* [THE REQUEST] Convert the data below into a numbered list with one entry per line, skipping any blank lines and omitting the pictures.

* [RECORDS FOR PROCESSING]
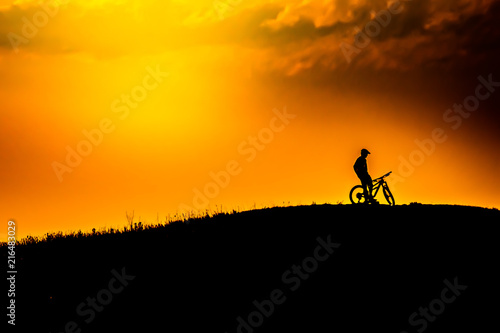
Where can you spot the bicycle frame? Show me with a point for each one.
(359, 197)
(377, 183)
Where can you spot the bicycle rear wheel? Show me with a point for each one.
(357, 195)
(388, 196)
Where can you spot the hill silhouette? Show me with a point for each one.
(319, 268)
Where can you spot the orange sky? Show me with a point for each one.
(275, 98)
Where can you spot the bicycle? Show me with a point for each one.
(357, 194)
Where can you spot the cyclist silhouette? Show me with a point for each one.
(361, 169)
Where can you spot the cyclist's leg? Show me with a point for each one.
(366, 187)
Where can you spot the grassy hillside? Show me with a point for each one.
(323, 268)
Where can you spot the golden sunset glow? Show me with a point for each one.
(114, 106)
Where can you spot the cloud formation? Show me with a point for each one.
(287, 37)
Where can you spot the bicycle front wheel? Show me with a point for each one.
(388, 196)
(357, 195)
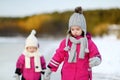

* [WORKED ANSWER]
1. Where can you spot the bicycle frame? Show me with a point for each one.
2. (359, 197)
3. (377, 183)
4. Where can you spot the bicycle rear wheel? Show me with a point for each one.
5. (357, 195)
6. (388, 196)
7. Where can you spot the hill silhouette? Show me with a point for each one.
8. (319, 268)
9. Where can you spot the orange sky? Show me with a point for each one.
10. (275, 98)
11. Where can you spot the bicycle? Show me with a point for each one.
12. (357, 194)
13. Where can you spot the cyclist silhouette? Show me with a point for each one.
14. (361, 169)
15. Where can you spot the cyclist's leg? Show me with a point for each one.
16. (366, 187)
17. Where can you spot the grassy hillside? Show me with a point for each one.
18. (323, 268)
19. Where can you spot the golden sunset glow? Show me with a point for each one.
20. (114, 106)
21. Where can you spot the cloud formation? Show me with a point for each one.
22. (287, 37)
23. Where can you spot the bicycle front wheel? Show me with a point for each one.
24. (388, 196)
25. (357, 195)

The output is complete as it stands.